• Exercise instructions: What is needed is a word-for-word copy of the records below.

• Supplied material:

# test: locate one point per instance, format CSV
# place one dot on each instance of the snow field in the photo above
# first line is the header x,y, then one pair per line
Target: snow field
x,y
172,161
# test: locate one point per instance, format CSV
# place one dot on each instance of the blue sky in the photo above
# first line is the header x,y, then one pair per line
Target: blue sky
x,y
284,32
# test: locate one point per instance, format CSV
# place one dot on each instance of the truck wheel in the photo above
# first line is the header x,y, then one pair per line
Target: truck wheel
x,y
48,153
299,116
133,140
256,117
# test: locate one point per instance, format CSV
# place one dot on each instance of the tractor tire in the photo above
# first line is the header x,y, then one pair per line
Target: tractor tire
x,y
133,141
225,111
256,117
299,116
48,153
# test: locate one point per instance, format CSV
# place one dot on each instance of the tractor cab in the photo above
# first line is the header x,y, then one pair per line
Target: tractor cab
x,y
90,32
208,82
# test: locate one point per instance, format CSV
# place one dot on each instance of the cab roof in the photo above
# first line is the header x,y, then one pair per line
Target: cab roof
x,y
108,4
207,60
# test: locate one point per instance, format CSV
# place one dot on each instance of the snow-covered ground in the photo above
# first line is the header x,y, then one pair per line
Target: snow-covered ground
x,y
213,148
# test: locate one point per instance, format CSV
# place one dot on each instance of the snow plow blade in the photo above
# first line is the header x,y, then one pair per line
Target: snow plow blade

• Result of this exercise:
# test: locate one point per instance, format CSV
# place one dot on each instance of the snow field in the photo above
# first line is the header x,y, then one pair per line
Target: snow field
x,y
172,161
# test: locate one point per instance, format CSV
# place one dot on each instance of the blue sky in the photo above
# first line is the header x,y, then one pair per line
Target: blue sky
x,y
284,32
# test: locate one point per instance, format CSV
# place one dot on each instance of the truck wheel in the photo above
# first line is the header x,y, then one pair per line
Target: truck wheel
x,y
48,153
299,116
133,140
256,117
# test: locate one point per instance, format CSV
# place one dot on each instance of the tractor tire in the photo above
# first line is the header x,y, then one pair per line
Target: tractor tire
x,y
133,141
225,111
256,117
299,116
48,153
# test: locate one point per instance, format CSV
# place one dot on each instance of the tractor cab in the photo above
# first line is the header x,y, then one pair per line
Target: tractor cab
x,y
90,32
208,82
# test: locate one point per instance, format CSV
# place one dot on each instance of the cab roof in the photo above
# first line is the header x,y, then one pair per line
Target: cab roof
x,y
108,4
207,60
# test: locate one point per instance, format CSV
# place one dot on each instance of the snow-covered ground in the photo above
# first line is the header x,y, then one pair per line
Target: snow-covered ground
x,y
213,148
# test: locate one point per instance, format CSV
# place one dot on each instance of the snow plow blade in the photo above
# first line is the header x,y, then one pair per line
Target: snow plow blade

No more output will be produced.